--- Begin ---
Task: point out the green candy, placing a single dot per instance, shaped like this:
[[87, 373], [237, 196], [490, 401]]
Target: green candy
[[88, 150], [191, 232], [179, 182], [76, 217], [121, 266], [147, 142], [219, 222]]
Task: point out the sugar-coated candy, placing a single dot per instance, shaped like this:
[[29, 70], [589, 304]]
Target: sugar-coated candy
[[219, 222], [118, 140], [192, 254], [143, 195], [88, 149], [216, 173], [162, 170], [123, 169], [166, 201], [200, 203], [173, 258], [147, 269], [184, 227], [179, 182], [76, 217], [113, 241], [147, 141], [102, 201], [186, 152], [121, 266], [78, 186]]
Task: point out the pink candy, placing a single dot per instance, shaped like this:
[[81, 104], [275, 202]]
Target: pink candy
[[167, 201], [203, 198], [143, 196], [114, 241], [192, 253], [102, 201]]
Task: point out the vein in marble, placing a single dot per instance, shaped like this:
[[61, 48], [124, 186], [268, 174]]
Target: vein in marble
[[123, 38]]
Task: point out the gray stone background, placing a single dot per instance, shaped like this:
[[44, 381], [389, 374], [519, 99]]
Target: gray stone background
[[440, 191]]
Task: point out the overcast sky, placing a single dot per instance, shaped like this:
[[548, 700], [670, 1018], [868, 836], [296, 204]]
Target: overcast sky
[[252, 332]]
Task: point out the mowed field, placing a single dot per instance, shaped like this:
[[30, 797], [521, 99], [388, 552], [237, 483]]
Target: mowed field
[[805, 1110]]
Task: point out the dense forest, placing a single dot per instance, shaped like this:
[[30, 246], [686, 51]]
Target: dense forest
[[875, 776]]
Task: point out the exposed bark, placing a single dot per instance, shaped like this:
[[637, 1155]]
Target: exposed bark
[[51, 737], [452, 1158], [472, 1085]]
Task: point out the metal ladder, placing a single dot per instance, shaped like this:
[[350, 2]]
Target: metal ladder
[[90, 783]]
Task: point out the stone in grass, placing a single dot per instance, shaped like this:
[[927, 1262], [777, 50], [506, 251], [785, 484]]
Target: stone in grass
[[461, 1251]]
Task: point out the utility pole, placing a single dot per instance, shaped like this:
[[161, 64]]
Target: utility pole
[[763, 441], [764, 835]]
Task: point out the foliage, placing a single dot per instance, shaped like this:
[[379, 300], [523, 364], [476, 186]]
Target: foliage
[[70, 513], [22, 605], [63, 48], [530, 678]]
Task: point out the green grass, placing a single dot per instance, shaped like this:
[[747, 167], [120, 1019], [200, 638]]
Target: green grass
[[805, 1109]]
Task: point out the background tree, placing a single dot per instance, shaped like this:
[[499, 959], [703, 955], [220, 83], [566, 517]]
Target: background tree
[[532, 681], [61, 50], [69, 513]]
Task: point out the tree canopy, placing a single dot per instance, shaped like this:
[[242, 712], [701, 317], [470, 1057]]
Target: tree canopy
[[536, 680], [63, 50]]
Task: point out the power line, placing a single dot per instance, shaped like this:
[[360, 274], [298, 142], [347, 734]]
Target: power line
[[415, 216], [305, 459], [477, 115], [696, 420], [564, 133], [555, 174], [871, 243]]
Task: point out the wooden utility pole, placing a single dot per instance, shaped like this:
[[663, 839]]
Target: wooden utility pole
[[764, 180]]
--- End ---
* Directions: Please lay out every line above as a JSON list of strings, with one string per line and any blank lines left out.

* Reply to the task:
[
  "Task: point out the green candy, placing a single dot per instance, shaped like this:",
  "[[87, 373], [237, 196], [490, 401]]",
  "Target: green candy",
  "[[88, 150], [191, 232], [179, 182], [76, 217], [121, 266], [147, 142], [219, 222]]",
  "Task: point out the sugar-coated candy, placing a single dot per instance, shaped like this:",
  "[[29, 70], [589, 304]]",
  "Target: sugar-coated candy",
  "[[219, 222], [118, 140], [192, 254], [143, 195], [88, 149], [216, 173], [162, 170], [123, 169], [166, 201], [200, 203], [173, 258], [147, 269], [184, 227], [179, 182], [76, 217], [113, 241], [147, 141], [102, 201], [186, 152], [121, 266], [78, 186]]",
  "Task: point out the pink candy, placing a single dot per instance, shaped like this:",
  "[[81, 104], [275, 202]]",
  "Target: pink candy",
  "[[167, 201], [203, 198], [143, 196], [114, 241], [192, 253], [102, 201]]",
  "Task: point out the vein in marble, placing a single dot per instance, shaped like this:",
  "[[61, 48], [124, 186], [268, 174]]",
  "Target: vein in marble",
  "[[123, 38]]",
  "Task: point out the gray stone background, placing a single dot per instance, shaped like this:",
  "[[44, 381], [389, 374], [519, 99]]",
  "Target: gray stone background",
  "[[440, 191]]",
  "Task: point out the overcast sky, placing a single dot per instance, shaped like this:",
  "[[548, 700], [670, 1018], [868, 836], [296, 204]]",
  "Target: overcast sky",
  "[[252, 332]]",
  "Task: point out the mowed field, placing a single dot per instance, shaped like this:",
  "[[30, 797], [521, 99], [388, 552], [237, 483]]",
  "Target: mowed field",
  "[[805, 1110]]",
  "Task: point out the dense forest, placing a single dot per instance, shaped like this:",
  "[[30, 246], [686, 51]]",
  "Target: dense forest",
  "[[875, 776]]",
  "Task: point out the exposed bark, placing a single dot per instance, shaped like this:",
  "[[637, 1155]]",
  "Target: exposed bark",
  "[[51, 737], [452, 1158], [472, 1085]]",
  "Task: point out the metal ladder, placing a single dot per instance, shaped like this:",
  "[[350, 2]]",
  "Target: metal ladder",
  "[[90, 783]]",
  "Task: point out the stone in grass, placing a single dot per instance, shaped like this:",
  "[[927, 1262], [777, 50], [506, 251], [785, 484]]",
  "Target: stone in grass",
  "[[461, 1251]]",
  "Task: point out the utility pole, placing a single dot per instance, shaped like this:",
  "[[161, 64]]",
  "Target: utility pole",
  "[[763, 441], [764, 835]]",
  "Task: point out the foliage, placing a single dot per instance, shaped like this:",
  "[[379, 300], [523, 364], [476, 186]]",
  "Target: foliage",
  "[[70, 513], [22, 605], [63, 48], [530, 678]]",
  "Task: point out the green grass, placing a single dot per instance, shaped like this:",
  "[[747, 167], [120, 1019], [200, 638]]",
  "Target: green grass",
  "[[805, 1109]]",
  "Task: point out the background tree, placing a single dot per instance, shaped like this:",
  "[[499, 959], [703, 955], [220, 83], [566, 517]]",
  "Target: background tree",
  "[[532, 681], [61, 50], [69, 513]]",
  "Task: point out the tree canopy, placing a single dot per instance, shaped like this:",
  "[[242, 712], [701, 317], [470, 1057]]",
  "Target: tree canopy",
  "[[536, 680], [63, 50]]",
  "Task: point out the power line, placing a single dot per instance, shaped like this:",
  "[[360, 274], [298, 142], [347, 734]]",
  "Target: power line",
  "[[415, 216], [305, 459], [477, 115], [696, 420], [564, 133], [555, 174], [871, 243]]",
  "Task: point out the wooden utility pole, placing a single dot per instance, shaped like this:",
  "[[663, 839]]",
  "Target: wooden utility pole",
  "[[764, 180]]"
]